• _Enunciado 1_
De acordo com a entrevista, em que mês se pretende entregar o novo aeroporto de Macapá?
• _Enunciado 2_
Informe somente quantas linhas das entradas contêm a palavra "power", levando em conta a diferença entre maiúsculas e minúsculas.

• _Texto de origem_
++++

João Bosco – Olha, a gente já analisou, não é viável, vamos deixar com o DNIT porque é mais rápido. O Exército tem uma logística muito demorada, então já há um consenso entre nós, isso tudo definido em audiências públicas, pois delegar isso para o Exército iria demorar mais, então uma rodovia que já esperou 70 anos de ficar esperando ainda mais, nós temos que executar mais rápido agora. Quero ratificar que hoje nós construímos uma solução para os quatro lotes do trecho sul.

E o trecho norte doutor, que vai de Calçoene a Oiapoque?
João Bosco – Bem, esse trecho está mais fácil de resolver, segue muito mais rápido agora que o próprio ministro dos transportes veio aqui e anunciou o início da obra no lote 2 lá no Oiapoque, inclusive com recursos disponíveis, com previsão de chagar até a Vila do Carnot até o final desse ano.

Na vinda do ministro Valter Casemiro aqui também aconteceu o anúncio da obra do novo aeroporto de Macapá, outra obra há muito tempo aguardada não é?
João Bosco – Sim, a ideia é entregar em dezembro e pelo planejamento deles isso é bem provável que isso aconteça mesmo, um novo aeroporto para Macapá e para o Amapá. Eu estive na solenidade presidida pelo ministro dos transportes, e o melhor desses eventos é que se anunciam coisas concretas, eu gosto muito de resultados, sabe? Eu como magistrado sempre fui muito preocupado com isso, os juízes não tem que se preocupar só com estatísticas, uma liminar a mais, nós temos que nos preocupar em efetivar direitos, concretizar.

++++

Linhas de dados:
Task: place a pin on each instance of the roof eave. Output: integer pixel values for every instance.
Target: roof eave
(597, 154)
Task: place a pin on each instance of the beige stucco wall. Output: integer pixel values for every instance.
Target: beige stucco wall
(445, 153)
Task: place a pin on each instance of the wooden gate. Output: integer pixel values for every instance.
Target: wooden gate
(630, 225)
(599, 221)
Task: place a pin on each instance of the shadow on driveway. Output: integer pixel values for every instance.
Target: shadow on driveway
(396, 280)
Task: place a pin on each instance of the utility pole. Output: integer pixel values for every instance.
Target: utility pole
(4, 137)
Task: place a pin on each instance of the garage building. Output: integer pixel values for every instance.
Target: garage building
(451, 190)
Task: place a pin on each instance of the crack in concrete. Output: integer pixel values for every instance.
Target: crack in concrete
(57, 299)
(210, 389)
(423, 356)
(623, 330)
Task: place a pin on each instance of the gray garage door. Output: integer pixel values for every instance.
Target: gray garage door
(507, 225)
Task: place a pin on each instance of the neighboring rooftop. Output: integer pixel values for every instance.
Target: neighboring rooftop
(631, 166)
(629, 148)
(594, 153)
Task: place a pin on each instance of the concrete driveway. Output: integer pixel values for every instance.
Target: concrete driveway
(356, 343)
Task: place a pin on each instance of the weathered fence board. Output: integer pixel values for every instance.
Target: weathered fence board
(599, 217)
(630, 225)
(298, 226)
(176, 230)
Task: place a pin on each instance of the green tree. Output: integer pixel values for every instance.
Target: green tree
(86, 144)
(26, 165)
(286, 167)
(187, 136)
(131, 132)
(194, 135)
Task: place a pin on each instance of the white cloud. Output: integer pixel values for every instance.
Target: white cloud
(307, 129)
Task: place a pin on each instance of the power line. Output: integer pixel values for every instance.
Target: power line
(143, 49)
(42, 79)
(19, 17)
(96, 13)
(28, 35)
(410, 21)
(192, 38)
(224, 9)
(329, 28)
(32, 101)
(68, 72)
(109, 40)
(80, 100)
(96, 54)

++++

• _Resposta correta 1_
Em dezembro.

• _Resposta correta 2_
2